* _Extracted entries_:
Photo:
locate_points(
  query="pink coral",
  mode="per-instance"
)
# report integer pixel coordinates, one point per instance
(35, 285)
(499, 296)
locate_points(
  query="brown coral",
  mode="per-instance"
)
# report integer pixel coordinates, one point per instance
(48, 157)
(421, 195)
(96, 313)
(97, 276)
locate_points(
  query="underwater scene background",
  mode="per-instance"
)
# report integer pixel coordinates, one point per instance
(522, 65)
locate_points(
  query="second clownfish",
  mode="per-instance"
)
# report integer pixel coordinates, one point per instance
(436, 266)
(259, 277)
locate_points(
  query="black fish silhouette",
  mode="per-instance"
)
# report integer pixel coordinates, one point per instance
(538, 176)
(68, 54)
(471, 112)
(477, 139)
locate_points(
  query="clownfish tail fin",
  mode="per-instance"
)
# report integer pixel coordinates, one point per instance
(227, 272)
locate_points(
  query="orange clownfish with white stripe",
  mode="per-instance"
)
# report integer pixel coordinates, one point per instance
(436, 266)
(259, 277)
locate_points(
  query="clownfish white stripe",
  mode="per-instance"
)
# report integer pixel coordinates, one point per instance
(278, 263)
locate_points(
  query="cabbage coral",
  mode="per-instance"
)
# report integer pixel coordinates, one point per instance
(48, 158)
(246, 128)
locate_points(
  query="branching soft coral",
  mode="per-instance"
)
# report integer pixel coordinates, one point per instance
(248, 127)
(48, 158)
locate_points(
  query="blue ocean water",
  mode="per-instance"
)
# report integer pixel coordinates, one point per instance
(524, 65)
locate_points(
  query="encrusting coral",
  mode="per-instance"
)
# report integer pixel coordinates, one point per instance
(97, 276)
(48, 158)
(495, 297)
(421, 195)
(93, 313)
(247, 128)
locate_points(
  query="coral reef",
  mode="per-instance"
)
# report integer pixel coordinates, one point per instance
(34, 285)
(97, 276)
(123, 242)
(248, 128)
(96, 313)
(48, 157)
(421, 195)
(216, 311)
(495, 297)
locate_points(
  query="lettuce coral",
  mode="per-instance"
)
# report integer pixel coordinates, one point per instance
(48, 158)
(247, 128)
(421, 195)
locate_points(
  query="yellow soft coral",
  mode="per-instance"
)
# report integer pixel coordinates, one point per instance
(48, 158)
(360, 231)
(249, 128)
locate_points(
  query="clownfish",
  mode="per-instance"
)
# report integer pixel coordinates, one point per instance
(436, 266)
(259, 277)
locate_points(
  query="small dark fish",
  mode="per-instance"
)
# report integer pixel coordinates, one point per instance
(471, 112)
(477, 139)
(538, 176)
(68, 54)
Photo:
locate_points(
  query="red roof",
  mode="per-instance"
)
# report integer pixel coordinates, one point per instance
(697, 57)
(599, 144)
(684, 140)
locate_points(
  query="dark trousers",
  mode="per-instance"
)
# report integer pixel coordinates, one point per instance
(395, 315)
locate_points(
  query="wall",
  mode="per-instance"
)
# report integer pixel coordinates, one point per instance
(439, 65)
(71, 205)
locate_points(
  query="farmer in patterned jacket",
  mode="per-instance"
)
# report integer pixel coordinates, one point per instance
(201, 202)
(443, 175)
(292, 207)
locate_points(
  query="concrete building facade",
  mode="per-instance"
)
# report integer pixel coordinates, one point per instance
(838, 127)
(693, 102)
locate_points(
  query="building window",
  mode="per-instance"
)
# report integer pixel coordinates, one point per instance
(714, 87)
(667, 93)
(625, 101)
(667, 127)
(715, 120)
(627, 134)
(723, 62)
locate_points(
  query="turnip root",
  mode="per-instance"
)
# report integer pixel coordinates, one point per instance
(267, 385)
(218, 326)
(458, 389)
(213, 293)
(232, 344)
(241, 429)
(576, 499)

* _The task_: The records above are to be duplicated in full and exactly.

* _Response to the exercise_:
Photo:
locate_points(
  query="pink coral",
  mode="per-instance"
)
# report integer pixel coordinates, one point per instance
(35, 285)
(499, 296)
locate_points(
  query="brown coral",
  mode="per-instance"
)
# report integer pixel coordinates, one point per instance
(48, 157)
(421, 195)
(96, 313)
(97, 276)
locate_points(
  query="underwater scene background",
  mode="per-instance"
)
# report integer pixel coordinates, one point per instance
(522, 65)
locate_points(
  query="second clownfish",
  mode="per-instance"
)
# report integer pixel coordinates, one point per instance
(436, 266)
(259, 277)
locate_points(
  query="black fish silhouette",
  mode="per-instance"
)
# report integer pixel coordinates, one point per instance
(538, 176)
(68, 54)
(471, 112)
(477, 139)
locate_points(
  query="clownfish tail fin",
  mode="per-instance"
)
# report integer pixel coordinates, one point per instance
(227, 272)
locate_points(
  query="orange clownfish with white stripe",
  mode="per-instance"
)
# report integer pixel coordinates, one point per instance
(436, 266)
(259, 277)
locate_points(
  query="clownfish white stripe",
  mode="per-instance"
)
# report integer pixel coordinates, one point per instance
(278, 263)
locate_points(
  query="cabbage coral",
  mode="per-instance"
)
# report integer pixel coordinates, one point per instance
(48, 158)
(246, 128)
locate_points(
  query="branching soft coral",
  mode="per-instance"
)
# report integer pixel coordinates, one point per instance
(248, 127)
(48, 158)
locate_points(
  query="blue ocean water",
  mode="per-instance"
)
# report integer pixel coordinates, one point per instance
(524, 65)
locate_points(
  query="encrusting coral",
  mode="per-instance"
)
# report integer pixel coordinates, one point per instance
(97, 276)
(48, 158)
(495, 297)
(421, 195)
(93, 313)
(247, 128)
locate_points(
  query="coral reef",
  mode="per-instance"
)
# report integer pixel coordinates, one point per instance
(34, 285)
(97, 276)
(123, 242)
(248, 128)
(96, 313)
(48, 157)
(421, 195)
(216, 311)
(495, 297)
locate_points(
  query="lettuce coral",
  mode="per-instance"
)
# report integer pixel coordinates, one point per instance
(48, 158)
(247, 128)
(421, 195)
locate_points(
  query="yellow soft coral",
  mode="per-instance"
)
# report integer pixel coordinates, one point per instance
(48, 158)
(360, 231)
(249, 128)
locate_points(
  query="clownfish",
  mode="per-instance"
)
# report integer pixel coordinates, one point per instance
(436, 266)
(259, 277)
locate_points(
  query="small dark fish",
  mode="per-instance"
)
# report integer pixel coordinates, one point per instance
(471, 112)
(477, 139)
(538, 176)
(68, 54)
Photo:
locate_points(
  query="red roof",
  mode="per-instance"
)
# report integer pixel coordinates, one point per instance
(697, 57)
(599, 144)
(684, 140)
locate_points(
  query="dark trousers",
  mode="per-instance"
)
# report integer pixel coordinates, one point per instance
(395, 315)
locate_points(
  query="wall",
  mode="per-instance"
)
# report integer pixel coordinates, one point per instance
(439, 65)
(71, 205)
locate_points(
  query="farmer in patterned jacket",
  mode="per-instance"
)
# report integer pixel coordinates, one point per instance
(201, 202)
(443, 175)
(292, 207)
locate_points(
  query="concrete building facade",
  mode="per-instance"
)
# report integer pixel coordinates, one point per instance
(838, 127)
(693, 102)
locate_points(
  query="building window",
  mode="per-instance"
)
# report integer pixel coordinates, one point per instance
(714, 87)
(667, 93)
(625, 101)
(667, 127)
(715, 120)
(627, 134)
(723, 62)
locate_points(
  query="turnip root",
  mode="per-instance"
)
# report integer pixel coordinates, one point per instance
(267, 385)
(218, 326)
(458, 389)
(213, 293)
(232, 344)
(241, 429)
(576, 499)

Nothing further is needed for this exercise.